DIRECTIONS FOR THIS TASK >>
Report, copied in full, each line of the data below that contains the word "hair".

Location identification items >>
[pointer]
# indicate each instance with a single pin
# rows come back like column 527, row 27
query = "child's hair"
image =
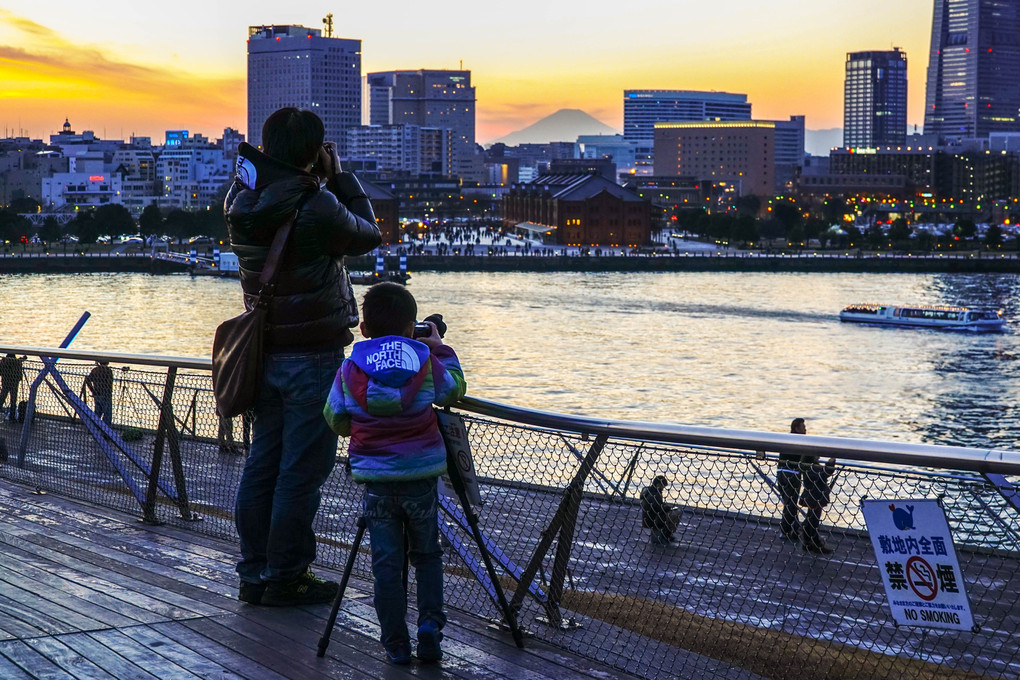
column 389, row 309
* * *
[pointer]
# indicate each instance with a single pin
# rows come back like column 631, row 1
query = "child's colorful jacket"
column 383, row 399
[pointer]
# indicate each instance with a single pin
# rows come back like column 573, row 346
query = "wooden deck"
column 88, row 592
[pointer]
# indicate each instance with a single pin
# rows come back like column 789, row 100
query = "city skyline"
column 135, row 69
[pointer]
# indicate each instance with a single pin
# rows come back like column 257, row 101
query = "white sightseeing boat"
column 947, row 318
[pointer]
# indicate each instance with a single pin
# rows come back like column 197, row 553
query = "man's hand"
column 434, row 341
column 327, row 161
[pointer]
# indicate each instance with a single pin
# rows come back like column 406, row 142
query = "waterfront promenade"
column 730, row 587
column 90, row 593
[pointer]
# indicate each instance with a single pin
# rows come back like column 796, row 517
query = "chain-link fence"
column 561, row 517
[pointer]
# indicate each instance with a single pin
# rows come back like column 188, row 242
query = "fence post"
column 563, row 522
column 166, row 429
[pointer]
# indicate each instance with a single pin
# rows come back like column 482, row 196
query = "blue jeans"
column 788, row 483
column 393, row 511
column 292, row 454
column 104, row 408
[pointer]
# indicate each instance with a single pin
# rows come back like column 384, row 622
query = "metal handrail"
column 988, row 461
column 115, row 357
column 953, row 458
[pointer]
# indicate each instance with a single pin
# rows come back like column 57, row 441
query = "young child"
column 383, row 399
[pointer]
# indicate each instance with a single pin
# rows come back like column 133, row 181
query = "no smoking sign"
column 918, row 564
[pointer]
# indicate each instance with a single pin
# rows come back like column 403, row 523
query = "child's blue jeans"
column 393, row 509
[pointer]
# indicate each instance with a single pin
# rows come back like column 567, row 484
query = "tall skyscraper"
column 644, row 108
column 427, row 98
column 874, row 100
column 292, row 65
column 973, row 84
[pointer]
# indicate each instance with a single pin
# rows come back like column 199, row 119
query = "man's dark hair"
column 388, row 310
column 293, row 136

TASK RESULT >>
query = "child's hair"
query = "man's dark hair"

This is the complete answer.